### Assignment
A complete, exact copy of the records below is the required result.

Dataset items:
+ + + + +
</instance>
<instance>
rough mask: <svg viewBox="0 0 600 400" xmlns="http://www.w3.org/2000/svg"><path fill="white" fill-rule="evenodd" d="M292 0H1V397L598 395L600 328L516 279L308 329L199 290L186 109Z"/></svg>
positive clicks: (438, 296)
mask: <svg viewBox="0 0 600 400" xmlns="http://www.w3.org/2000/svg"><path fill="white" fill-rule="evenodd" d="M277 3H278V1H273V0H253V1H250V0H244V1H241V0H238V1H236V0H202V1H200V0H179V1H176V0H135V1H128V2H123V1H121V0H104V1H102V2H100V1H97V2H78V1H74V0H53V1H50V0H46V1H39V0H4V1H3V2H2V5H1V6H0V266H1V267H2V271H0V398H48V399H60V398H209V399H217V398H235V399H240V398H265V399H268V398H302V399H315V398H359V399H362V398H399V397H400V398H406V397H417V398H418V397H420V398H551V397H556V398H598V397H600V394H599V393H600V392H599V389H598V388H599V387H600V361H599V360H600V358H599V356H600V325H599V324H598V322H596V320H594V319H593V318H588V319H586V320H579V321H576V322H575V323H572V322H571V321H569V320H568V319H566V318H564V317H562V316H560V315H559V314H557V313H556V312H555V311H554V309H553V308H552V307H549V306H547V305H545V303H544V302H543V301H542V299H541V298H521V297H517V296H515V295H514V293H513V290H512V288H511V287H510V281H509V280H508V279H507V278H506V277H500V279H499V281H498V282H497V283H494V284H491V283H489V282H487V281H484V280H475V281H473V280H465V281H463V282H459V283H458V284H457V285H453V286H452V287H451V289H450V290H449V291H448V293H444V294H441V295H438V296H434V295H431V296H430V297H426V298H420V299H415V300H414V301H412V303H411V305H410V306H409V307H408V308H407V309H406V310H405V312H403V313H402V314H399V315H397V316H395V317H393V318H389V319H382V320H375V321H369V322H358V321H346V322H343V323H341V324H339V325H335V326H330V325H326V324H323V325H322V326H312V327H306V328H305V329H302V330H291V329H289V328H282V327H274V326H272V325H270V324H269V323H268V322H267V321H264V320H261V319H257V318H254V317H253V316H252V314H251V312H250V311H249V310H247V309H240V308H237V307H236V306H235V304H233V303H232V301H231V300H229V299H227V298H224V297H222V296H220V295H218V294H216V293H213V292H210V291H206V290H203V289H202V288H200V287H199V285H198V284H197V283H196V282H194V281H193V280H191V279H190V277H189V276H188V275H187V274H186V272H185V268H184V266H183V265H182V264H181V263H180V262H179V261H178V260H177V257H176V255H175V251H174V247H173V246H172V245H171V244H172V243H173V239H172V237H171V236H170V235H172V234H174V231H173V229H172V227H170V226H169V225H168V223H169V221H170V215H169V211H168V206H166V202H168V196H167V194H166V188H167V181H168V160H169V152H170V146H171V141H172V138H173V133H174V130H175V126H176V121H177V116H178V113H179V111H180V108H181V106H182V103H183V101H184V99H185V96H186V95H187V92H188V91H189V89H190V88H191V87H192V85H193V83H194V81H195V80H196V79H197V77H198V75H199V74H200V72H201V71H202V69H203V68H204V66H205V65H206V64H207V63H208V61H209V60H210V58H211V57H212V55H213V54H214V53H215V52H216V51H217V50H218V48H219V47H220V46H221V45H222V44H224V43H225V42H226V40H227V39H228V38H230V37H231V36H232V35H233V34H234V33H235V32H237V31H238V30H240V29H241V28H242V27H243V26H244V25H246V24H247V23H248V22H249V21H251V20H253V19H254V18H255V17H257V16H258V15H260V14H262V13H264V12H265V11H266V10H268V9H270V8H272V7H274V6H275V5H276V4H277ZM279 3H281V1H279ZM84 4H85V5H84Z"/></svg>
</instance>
+ + + + +
### Exercise solution
</instance>
<instance>
rough mask: <svg viewBox="0 0 600 400" xmlns="http://www.w3.org/2000/svg"><path fill="white" fill-rule="evenodd" d="M292 0H1V397L598 395L600 328L516 279L308 329L199 290L186 109Z"/></svg>
positive clicks: (438, 296)
mask: <svg viewBox="0 0 600 400" xmlns="http://www.w3.org/2000/svg"><path fill="white" fill-rule="evenodd" d="M277 3H278V1H273V0H253V1H250V0H244V1H241V0H238V1H236V0H202V1H200V0H179V1H176V0H135V1H128V2H123V1H121V0H104V1H102V2H100V1H97V2H78V1H74V0H53V1H50V0H46V1H39V0H4V1H3V2H2V5H1V6H0V266H1V267H2V271H0V398H48V399H60V398H209V399H217V398H235V399H240V398H265V399H268V398H302V399H315V398H359V399H362V398H399V397H400V398H406V397H417V398H418V397H420V398H551V397H556V398H598V397H600V394H599V393H600V392H599V389H598V388H599V387H600V361H599V360H600V358H599V356H600V325H599V324H598V322H596V320H594V319H593V318H588V319H586V320H579V321H576V322H575V323H572V322H571V321H569V320H568V319H566V318H564V317H562V316H560V315H559V314H557V313H556V312H555V311H554V309H553V308H552V307H549V306H547V305H545V303H544V302H543V301H542V299H541V298H521V297H517V296H515V295H514V293H513V290H512V288H511V287H510V281H509V280H508V279H507V278H506V277H500V279H499V281H498V282H497V283H494V284H491V283H489V282H487V281H484V280H475V281H473V280H465V281H463V282H459V283H458V284H457V285H453V286H452V287H451V289H450V290H449V291H448V293H444V294H441V295H438V296H434V295H431V296H430V297H426V298H420V299H415V300H414V301H412V303H411V305H410V306H409V307H408V308H407V309H406V310H405V312H403V313H402V314H399V315H397V316H395V317H393V318H389V319H382V320H375V321H369V322H358V321H346V322H343V323H341V324H339V325H335V326H330V325H326V324H323V325H322V326H312V327H306V328H305V329H302V330H291V329H289V328H282V327H274V326H272V325H270V324H269V323H268V322H267V321H264V320H261V319H257V318H254V317H253V316H252V314H251V312H250V311H249V310H247V309H240V308H237V307H236V306H235V304H233V303H232V301H231V300H229V299H227V298H224V297H222V296H220V295H218V294H216V293H213V292H210V291H206V290H203V289H202V288H200V287H199V285H198V284H197V283H196V282H194V281H193V280H191V279H190V277H189V276H188V275H187V274H186V272H185V268H184V266H183V265H182V264H181V263H180V262H179V261H178V260H177V257H176V255H175V251H174V247H173V246H172V245H171V244H172V243H173V239H172V237H171V236H170V235H172V234H174V231H173V229H172V227H170V226H169V225H168V223H169V221H170V215H169V211H168V206H166V202H168V196H167V194H166V188H167V181H168V160H169V152H170V146H171V141H172V138H173V133H174V130H175V126H176V121H177V116H178V113H179V111H180V108H181V106H182V103H183V101H184V99H185V96H186V95H187V92H188V91H189V89H190V88H191V87H192V85H193V83H194V81H195V80H196V79H197V77H198V75H199V74H200V72H201V71H202V69H203V68H204V66H205V65H206V64H207V63H208V61H209V60H210V58H211V57H212V55H213V54H214V53H215V52H216V51H217V50H218V48H219V47H220V46H221V45H222V44H224V43H225V42H226V40H227V39H228V38H230V37H231V36H232V35H233V34H234V33H235V32H237V31H238V30H240V29H241V28H242V27H243V26H244V25H246V24H247V23H248V22H249V21H251V20H253V19H254V18H255V17H257V16H258V15H260V14H262V13H264V12H265V11H266V10H268V9H270V8H272V7H274V6H275V5H276V4H277ZM279 3H281V1H279ZM84 4H85V5H84Z"/></svg>
</instance>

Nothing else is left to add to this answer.